▶ [ZIEL] Ersetze im folgenden Material überall "reference point" durch "click point" und gib das gesamte Material sonst unverändert wieder.

▶ [ZU VERWENDENDES MATERIAL]
+++

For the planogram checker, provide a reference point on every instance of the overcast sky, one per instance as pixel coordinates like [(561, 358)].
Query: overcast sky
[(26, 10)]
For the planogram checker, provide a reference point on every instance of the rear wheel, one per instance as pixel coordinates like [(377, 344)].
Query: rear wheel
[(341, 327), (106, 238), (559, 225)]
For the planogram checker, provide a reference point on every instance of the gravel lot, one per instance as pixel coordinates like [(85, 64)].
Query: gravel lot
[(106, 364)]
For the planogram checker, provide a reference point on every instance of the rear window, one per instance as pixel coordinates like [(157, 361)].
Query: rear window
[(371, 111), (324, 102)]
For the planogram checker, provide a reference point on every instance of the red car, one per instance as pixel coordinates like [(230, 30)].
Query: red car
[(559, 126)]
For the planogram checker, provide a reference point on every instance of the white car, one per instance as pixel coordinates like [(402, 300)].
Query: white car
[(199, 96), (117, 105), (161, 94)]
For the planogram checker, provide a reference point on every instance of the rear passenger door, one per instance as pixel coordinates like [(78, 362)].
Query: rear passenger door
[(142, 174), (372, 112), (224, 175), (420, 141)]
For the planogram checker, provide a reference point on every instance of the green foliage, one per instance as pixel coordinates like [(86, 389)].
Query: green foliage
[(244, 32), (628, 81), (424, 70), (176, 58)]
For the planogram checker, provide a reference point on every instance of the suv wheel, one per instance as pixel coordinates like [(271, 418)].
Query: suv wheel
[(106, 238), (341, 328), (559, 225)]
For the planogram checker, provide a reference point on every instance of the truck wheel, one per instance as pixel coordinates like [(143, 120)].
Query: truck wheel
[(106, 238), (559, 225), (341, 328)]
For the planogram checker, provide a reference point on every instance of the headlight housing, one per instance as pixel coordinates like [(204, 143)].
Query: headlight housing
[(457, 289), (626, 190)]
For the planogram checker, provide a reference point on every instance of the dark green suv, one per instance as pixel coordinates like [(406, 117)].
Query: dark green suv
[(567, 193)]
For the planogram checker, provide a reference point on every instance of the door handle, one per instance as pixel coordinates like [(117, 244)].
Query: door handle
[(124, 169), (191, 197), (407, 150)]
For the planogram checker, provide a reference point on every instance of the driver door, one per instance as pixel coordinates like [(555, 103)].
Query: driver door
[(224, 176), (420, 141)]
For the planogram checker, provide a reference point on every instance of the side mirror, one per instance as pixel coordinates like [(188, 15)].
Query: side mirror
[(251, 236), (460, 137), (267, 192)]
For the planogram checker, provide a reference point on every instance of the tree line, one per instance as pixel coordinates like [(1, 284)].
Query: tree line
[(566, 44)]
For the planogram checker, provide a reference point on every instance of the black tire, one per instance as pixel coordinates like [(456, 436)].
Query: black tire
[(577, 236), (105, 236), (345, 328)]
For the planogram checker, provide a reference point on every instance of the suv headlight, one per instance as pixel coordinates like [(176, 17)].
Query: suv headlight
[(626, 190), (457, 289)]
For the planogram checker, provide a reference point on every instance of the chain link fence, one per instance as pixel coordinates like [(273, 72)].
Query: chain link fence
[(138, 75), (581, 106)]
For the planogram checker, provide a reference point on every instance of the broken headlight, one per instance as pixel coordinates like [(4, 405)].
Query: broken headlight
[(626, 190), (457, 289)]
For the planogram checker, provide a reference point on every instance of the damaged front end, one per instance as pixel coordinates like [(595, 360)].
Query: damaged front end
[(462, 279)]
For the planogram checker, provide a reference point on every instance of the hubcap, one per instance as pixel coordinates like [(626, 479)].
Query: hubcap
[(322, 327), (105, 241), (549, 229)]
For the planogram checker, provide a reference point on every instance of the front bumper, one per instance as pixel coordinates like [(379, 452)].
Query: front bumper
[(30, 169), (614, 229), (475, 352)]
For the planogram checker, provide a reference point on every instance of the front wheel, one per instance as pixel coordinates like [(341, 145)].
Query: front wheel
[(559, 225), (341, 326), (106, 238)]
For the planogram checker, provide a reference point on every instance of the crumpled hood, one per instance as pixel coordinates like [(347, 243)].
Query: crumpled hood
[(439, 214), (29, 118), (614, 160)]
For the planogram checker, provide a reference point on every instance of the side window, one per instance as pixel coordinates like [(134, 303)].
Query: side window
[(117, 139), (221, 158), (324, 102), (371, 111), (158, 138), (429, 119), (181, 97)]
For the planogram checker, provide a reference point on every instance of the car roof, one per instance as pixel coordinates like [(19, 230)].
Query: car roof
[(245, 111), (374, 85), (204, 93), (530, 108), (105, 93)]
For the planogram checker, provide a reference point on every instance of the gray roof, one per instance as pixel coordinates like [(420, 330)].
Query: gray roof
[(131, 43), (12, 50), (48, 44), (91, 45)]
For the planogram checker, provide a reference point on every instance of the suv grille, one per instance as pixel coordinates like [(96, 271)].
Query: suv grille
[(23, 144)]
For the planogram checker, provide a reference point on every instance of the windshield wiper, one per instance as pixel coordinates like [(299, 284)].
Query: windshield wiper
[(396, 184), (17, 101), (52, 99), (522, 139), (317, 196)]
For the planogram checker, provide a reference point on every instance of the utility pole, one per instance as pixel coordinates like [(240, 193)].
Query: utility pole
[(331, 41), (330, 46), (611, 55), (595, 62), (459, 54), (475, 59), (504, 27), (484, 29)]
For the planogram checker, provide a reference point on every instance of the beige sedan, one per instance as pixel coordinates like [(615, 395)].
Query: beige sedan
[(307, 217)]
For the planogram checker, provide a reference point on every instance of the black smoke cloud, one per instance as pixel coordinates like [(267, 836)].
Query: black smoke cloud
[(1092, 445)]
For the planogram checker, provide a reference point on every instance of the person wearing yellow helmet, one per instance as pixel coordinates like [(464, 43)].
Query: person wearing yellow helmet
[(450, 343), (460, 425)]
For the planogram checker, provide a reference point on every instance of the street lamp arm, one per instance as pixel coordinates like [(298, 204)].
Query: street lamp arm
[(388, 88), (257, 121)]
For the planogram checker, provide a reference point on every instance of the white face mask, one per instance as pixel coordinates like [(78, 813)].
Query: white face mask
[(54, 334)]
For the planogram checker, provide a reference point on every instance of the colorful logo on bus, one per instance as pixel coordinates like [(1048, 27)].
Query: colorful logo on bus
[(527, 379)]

+++

▶ [LÖSUNG DER AUFGABE]
For the planogram checker, provide a click point on every instance of the overcast sky, one per instance as pixel coordinates like [(561, 358)].
Query: overcast sky
[(26, 10)]
For the planogram checker, provide a click point on every instance of the rear wheel, one per instance as pixel coordinates like [(377, 344)].
Query: rear wheel
[(341, 327), (106, 238), (559, 225)]
For the planogram checker, provide a click point on every instance of the gravel lot, one per instance as pixel coordinates like [(85, 64)].
Query: gravel lot
[(106, 364)]
For the planogram checker, provide a click point on every instance of the rear window, one per instance as pixel coordinates like [(157, 361)].
Query: rear window
[(371, 111), (324, 102)]
For the planogram checker, provide a click point on every instance of the red car, one per instance as pixel coordinates like [(230, 30)].
Query: red car
[(559, 126)]
For the planogram checker, provide a click point on every instance of the white car, one per instance as pixel coordinates like [(402, 300)].
Query: white car
[(199, 96), (117, 105), (161, 94)]
For the planogram checker, provide a click point on every instance of the rear passenger door, one per instance as pixel coordinates like [(78, 362)].
Query: rear passenger door
[(142, 174), (372, 112), (224, 175), (420, 141)]
For the planogram checker, provide a click point on every instance of the green foliage, one per instance as pixel coordinates like [(86, 389)].
Query: green foliage
[(244, 32), (628, 81), (424, 70), (176, 58)]
For the planogram checker, provide a click point on every instance of the suv wheel, one per instance as pixel coordinates like [(271, 418)].
Query: suv wheel
[(106, 238), (341, 328), (559, 225)]
For the planogram checker, provide a click point on every instance of the truck wheel, one per instance as pixel coordinates like [(143, 120)].
Query: truck wheel
[(106, 238), (559, 225), (341, 328)]
For the planogram checker, provide a click point on every instance of the headlight housing, one per instance as pixel coordinates like [(204, 143)].
Query: headlight housing
[(457, 289), (626, 190)]
For the planogram checker, provide a click point on every instance of the dark green suv, one per instance as pixel coordinates like [(406, 117)].
Query: dark green suv
[(567, 193)]
For the planogram checker, provide a click point on every instance of the door handle, one per instance as pixel coordinates like [(117, 244)].
Query: door handle
[(124, 169), (191, 197), (407, 150)]
For the planogram checker, provide a click point on every instance of the driver door, one per instance as pixel coordinates like [(555, 103)].
Query: driver door
[(224, 176), (420, 141)]
For the planogram checker, provide a click point on every instance of the side mirror, one per instance as pixel coordinates like [(188, 15)].
Query: side mirror
[(251, 236), (460, 137), (267, 192)]
For the planogram checker, provide a click point on every instance of the tree line, one per instance as pixel coordinates like [(1, 284)].
Query: tree line
[(566, 44)]
For the planogram checker, provide a click point on every instance of the black tire, one per instance as pixel coordinates like [(456, 436)].
Query: black tire
[(577, 236), (105, 236), (345, 328)]
For the planogram checker, provide a click point on every instance of the suv headlight, one per instance as pixel coordinates like [(176, 17)].
Query: suv headlight
[(626, 190), (457, 289)]
For the planogram checker, provide a click point on every instance of the chain link fence, one per instance as pixel coordinates like [(273, 72)].
Query: chain link fence
[(138, 75), (581, 106)]
For the planogram checker, provide a click point on every instance of the broken headlight, one per instance as pixel coordinates like [(4, 405)].
Query: broken headlight
[(626, 190), (457, 289)]
For the planogram checker, provide a click point on every instance of the damaged front end, one per instance as pixel coordinates like [(595, 360)].
Query: damaged front end
[(462, 279)]
For the planogram checker, provide a click point on every instance of the hubcap, one per instance as pixel coordinates like [(626, 479)].
Query: hubcap
[(322, 327), (105, 241), (549, 229)]
For the planogram checker, provide a click point on every instance of the front bumper, one per instance as pixel coordinates like [(379, 452)].
Query: front bumper
[(30, 169), (614, 229), (475, 352)]
For the planogram checker, provide a click point on every instance of the front wheel, one per instance as pixel coordinates like [(341, 145)].
Query: front wheel
[(559, 225), (341, 326), (106, 238)]
For the planogram checker, provide a click point on every instance of the crumpled hood, one per instance as pixel coordinates like [(347, 243)].
Query: crumpled hood
[(439, 214), (29, 118), (614, 160)]
For the planogram checker, provide a click point on every instance of the side window, one per instance as pixel coordinates like [(134, 303)].
Query: side window
[(117, 139), (221, 158), (324, 102), (371, 111), (158, 138), (429, 119), (181, 97)]
For the planogram checker, provide a click point on every instance of the car roof, one per instance as pixel coordinates like [(19, 230)].
Query: car roof
[(245, 111), (374, 85), (204, 93), (530, 108), (105, 93)]
For the planogram checker, provide a click point on every instance of the gray roof, one per instance as pixel coordinates like [(420, 330)].
Query: gray roof
[(131, 43), (12, 50), (48, 44), (91, 45)]
For the planogram checker, provide a click point on every instance of the suv grille, one per instance as pixel coordinates like [(96, 271)].
Query: suv grille
[(23, 144)]
For the planogram checker, provide a click point on every instance of the windshield wiper, one per instance as pixel coordinates like [(299, 284)].
Query: windshield wiper
[(396, 184), (17, 101), (52, 99), (522, 139), (317, 196)]
For the planogram checker, provide a click point on every instance of the utility pole, one per instance as pixel coordinates like [(240, 193)].
Query: utility pole
[(331, 41), (330, 46), (611, 55), (595, 62), (459, 54), (475, 59), (504, 27), (484, 29)]
For the planogram checker, provide a click point on every instance of the beige sedan, one per instance as pixel coordinates like [(615, 395)].
Query: beige sedan
[(307, 217)]
For the planogram checker, provide a click point on every instance of the black smoke cloud, one per instance as pixel coordinates like [(267, 836)].
Query: black smoke cloud
[(1092, 445)]
For the planogram checker, provide a click point on every instance of the person wearing yellow helmet, one per instance as pixel coordinates like [(464, 43)].
Query: person wearing yellow helmet
[(450, 343), (460, 425)]
For the planogram checker, provide a click point on every instance of the street lamp arm, one per instance as pixel coordinates like [(298, 204)].
Query: street lamp arm
[(388, 88), (257, 121)]
For the planogram checker, provide a click point on every instance of the white face mask, one per instance as pixel coordinates like [(78, 813)].
Query: white face mask
[(54, 334)]
For the planogram checker, provide a click point on every instance of the colorful logo on bus, one per instance as pixel coordinates like [(1048, 27)].
Query: colorful logo on bus
[(527, 379)]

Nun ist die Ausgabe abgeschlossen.